### Document
Winson has taken lessons from the trapeze into at least one other aspect of her life: particularly her fear of flying on airplanes.

 

“You become fascinated with flight,” she says. “Trapeze flyers’ idea of a good time is to sit and watch airplanes take off and land. You understand that there are rules about how fast something falls in the air. I’m still not the greatest airplane flyer—a lot of it is the confined space in a small plane. But I like great big planes and seats next to the emergency exit.”

 

She also vows that she will learn to drive this summer, though she has yet to schedule lessons and avoids setting a deadline. “I’ve never even sat in the driver’s seat,” she admits. “I take the bus and train to get here.”

 

Nor has trapeze resolved her fear of nature, a fact borne out by her preference, on a perfect spring day, to chat about flying in the living room rather than on one of her home’s many decks, overlooking an inviting pond.

### What the exercise asks
Reproduce word for word the section of the trapeze passage above that opens with the words "She also vows" and closes with "an inviting pond.".

### Data supplied
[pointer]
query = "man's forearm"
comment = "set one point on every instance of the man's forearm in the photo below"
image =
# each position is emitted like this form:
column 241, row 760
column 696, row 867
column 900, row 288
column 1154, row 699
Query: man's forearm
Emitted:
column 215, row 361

### Reply to the task
She also vows that she will learn to drive this summer, though she has yet to schedule lessons and avoids setting a deadline. “I’ve never even sat in the driver’s seat,” she admits. “I take the bus and train to get here.”

 

Nor has trapeze resolved her fear of nature, a fact borne out by her preference, on a perfect spring day, to chat about flying in the living room rather than on one of her home’s many decks, overlooking an inviting pond.